*SET TASK*
Copy the listing verbatim, excluding any images found in it.

*Entries from a pointing dataset*
-=-=-=-=-
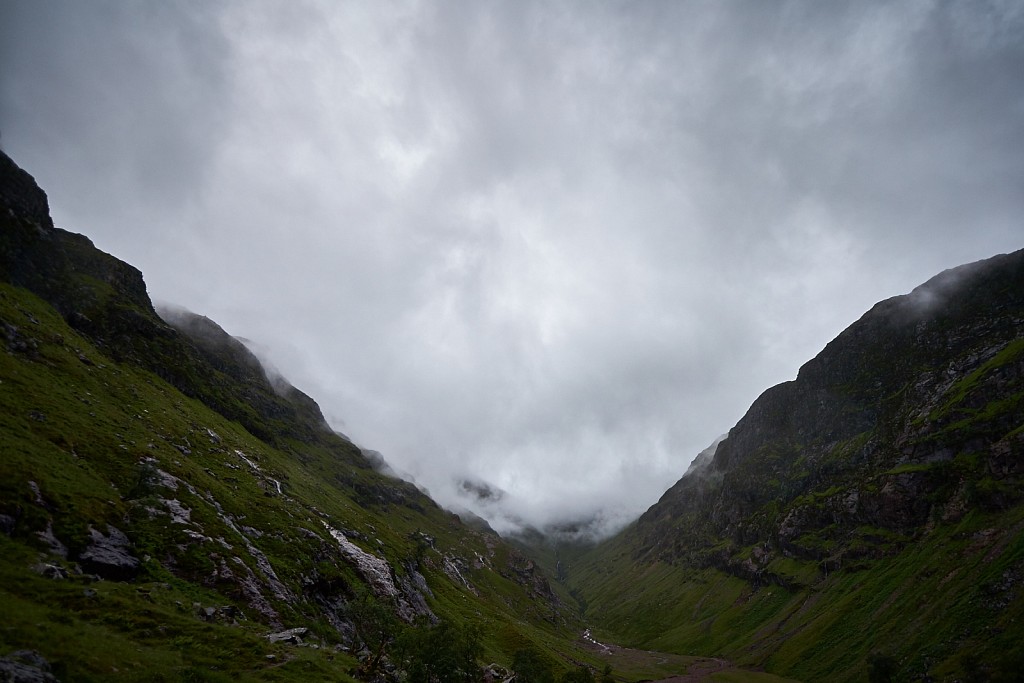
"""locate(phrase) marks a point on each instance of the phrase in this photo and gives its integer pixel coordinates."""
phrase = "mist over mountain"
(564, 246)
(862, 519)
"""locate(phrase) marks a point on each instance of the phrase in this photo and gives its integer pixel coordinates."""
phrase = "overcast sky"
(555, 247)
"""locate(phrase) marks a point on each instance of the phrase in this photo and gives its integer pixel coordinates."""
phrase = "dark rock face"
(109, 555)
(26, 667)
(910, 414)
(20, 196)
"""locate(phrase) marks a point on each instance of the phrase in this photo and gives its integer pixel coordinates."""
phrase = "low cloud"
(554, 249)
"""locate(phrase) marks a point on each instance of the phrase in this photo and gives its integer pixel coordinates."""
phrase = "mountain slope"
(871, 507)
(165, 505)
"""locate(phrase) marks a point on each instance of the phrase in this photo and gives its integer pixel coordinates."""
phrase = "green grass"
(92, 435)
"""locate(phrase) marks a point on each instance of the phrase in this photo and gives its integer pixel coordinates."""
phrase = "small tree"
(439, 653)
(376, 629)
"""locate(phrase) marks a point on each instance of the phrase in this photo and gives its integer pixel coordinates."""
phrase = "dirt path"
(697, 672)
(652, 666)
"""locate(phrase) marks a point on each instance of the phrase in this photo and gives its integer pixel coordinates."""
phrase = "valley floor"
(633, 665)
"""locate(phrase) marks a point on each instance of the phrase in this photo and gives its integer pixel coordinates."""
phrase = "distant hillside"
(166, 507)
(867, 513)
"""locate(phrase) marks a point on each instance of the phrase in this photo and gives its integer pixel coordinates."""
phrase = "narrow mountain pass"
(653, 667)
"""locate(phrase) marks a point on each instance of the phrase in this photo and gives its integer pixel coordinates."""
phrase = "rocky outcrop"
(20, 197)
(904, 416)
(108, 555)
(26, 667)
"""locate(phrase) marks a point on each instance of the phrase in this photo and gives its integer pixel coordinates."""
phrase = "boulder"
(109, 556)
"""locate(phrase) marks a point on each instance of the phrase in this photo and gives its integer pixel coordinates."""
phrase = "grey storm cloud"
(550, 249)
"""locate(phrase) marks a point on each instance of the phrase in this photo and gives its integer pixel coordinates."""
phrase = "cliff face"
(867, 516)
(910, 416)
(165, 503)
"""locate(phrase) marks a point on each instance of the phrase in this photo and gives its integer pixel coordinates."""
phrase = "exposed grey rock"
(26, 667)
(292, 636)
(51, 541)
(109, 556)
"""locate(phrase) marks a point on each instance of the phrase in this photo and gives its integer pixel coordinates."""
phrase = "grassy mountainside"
-=-=-=-=-
*SOLUTION BELOW*
"""locate(phrase) marks a point on each instance of the phrase in this photo and gives its integer pixel coordinates."""
phrase = "mist over mountain"
(564, 246)
(862, 519)
"""locate(phrase) marks a point on each instance of the phrase in this photo and gives its integer pixel coordinates."""
phrase = "overcast sky"
(555, 247)
"""locate(phrase) marks a point on each instance of the phrase in this photo and gives its integer pixel coordinates."""
phrase = "dark rock face"
(109, 555)
(26, 667)
(910, 414)
(20, 196)
"""locate(phrase) marks a point on each instance of the phrase in this photo and gives its integer pixel coordinates."""
phrase = "low cloud"
(554, 249)
"""locate(phrase) marks a point on each instance of the phrase in this photo and gives its integer pixel coordinates."""
phrase = "mountain slope"
(871, 507)
(165, 505)
"""locate(phrase) marks a point on each instance of the phrase in this photo and gives its integer pixel coordinates."""
phrase = "green grass"
(92, 435)
"""locate(phrase) marks a point on each instance of the phrase in this photo and gives its integer pixel coordinates."""
phrase = "small tree"
(439, 653)
(376, 629)
"""locate(phrase) marks a point on each instance of the phrase in this photo and gives its integer pixel coordinates."""
phrase = "dirt path"
(697, 672)
(652, 666)
"""locate(phrase) marks a point on each instance of the phrase in this photo and gives its integer pixel coordinates."""
phrase = "valley floor"
(633, 665)
"""locate(phrase) marks a point on each instance of the phrase in this photo and gives its integer pixel coordinates."""
phrase = "distant hillside"
(166, 507)
(867, 513)
"""locate(phrase) marks a point on each instance of the phrase in this photo and gives its integer pixel coordinates."""
phrase = "narrow mountain pass"
(653, 667)
"""locate(phrase) marks a point on each instance of the phrase in this photo and gives its integer pixel coordinates."""
phrase = "rocky outcrop"
(20, 197)
(904, 416)
(108, 555)
(26, 667)
"""locate(phrase) marks a point on each instance of the phrase in this photo and gives its integer pixel coordinates."""
phrase = "boulder"
(109, 556)
"""locate(phrase) marks a point on each instance of the phrase in this photo and gives its integer pixel coordinates."""
phrase = "grey storm cloud"
(550, 249)
"""locate(phrase) marks a point on each instance of the phrase in this photo and gives its integer pixel coordinates."""
phrase = "cliff face"
(867, 516)
(910, 416)
(165, 503)
"""locate(phrase) marks a point on each instance of the phrase in this photo and gives its integer pixel coordinates."""
phrase = "exposed grey rock"
(26, 667)
(292, 636)
(51, 541)
(109, 556)
"""locate(phrase) marks a point on each instance of the phrase in this photo and gives its integer pixel coordinates."""
phrase = "grassy mountainside"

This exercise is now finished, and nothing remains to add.